=== Provided material ===
━━━━━━

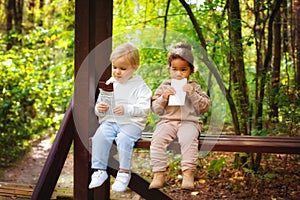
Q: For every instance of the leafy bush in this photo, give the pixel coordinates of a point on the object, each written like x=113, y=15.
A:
x=36, y=86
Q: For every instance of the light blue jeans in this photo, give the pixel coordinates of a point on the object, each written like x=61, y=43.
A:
x=125, y=136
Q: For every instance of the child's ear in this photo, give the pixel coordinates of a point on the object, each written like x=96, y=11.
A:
x=135, y=67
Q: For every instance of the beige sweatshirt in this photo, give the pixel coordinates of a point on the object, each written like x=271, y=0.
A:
x=195, y=104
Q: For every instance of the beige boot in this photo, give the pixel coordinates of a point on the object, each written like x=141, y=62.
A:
x=187, y=179
x=158, y=180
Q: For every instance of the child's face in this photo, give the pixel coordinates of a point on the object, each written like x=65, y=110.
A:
x=122, y=70
x=179, y=69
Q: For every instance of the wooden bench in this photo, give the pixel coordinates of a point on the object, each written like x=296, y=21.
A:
x=220, y=143
x=235, y=143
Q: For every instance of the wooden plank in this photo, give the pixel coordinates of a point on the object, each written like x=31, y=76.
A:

━━━━━━

Reproduce each of the entries above word for word and in the same order, leaving out the pictures.

Q: For every instance of the leafy bush in this photo, give the pixel coordinates of a point on the object, each written like x=113, y=15.
A:
x=36, y=86
Q: For every instance of the light blue jeans in this photo, give the pixel coordinates of a point on the object, each written like x=61, y=43.
A:
x=125, y=136
Q: For every instance of the child's ear in this photo, give the pixel coordinates of a point on the object, each written like x=96, y=11.
A:
x=135, y=67
Q: For every instance of the beige sweatshirt in this photo, give the pixel coordinates of a point on the object, each written like x=271, y=0.
A:
x=195, y=104
Q: For every instance of the beige boot in this photo, give the pixel coordinates of a point on the object, each written like x=141, y=62.
A:
x=187, y=179
x=158, y=180
Q: For every instance of the child's face in this photo, give the pixel coordinates of a point on the object, each written like x=65, y=110.
A:
x=122, y=70
x=179, y=69
Q: For every instance of the wooden bench in this photo, give the pixel coordinates of a point on the object, each written like x=296, y=21.
A:
x=220, y=143
x=235, y=143
Q: For every instance of the wooden plank in this photo, give the pixel coordinates of a point on the object, each written like x=31, y=76.
A:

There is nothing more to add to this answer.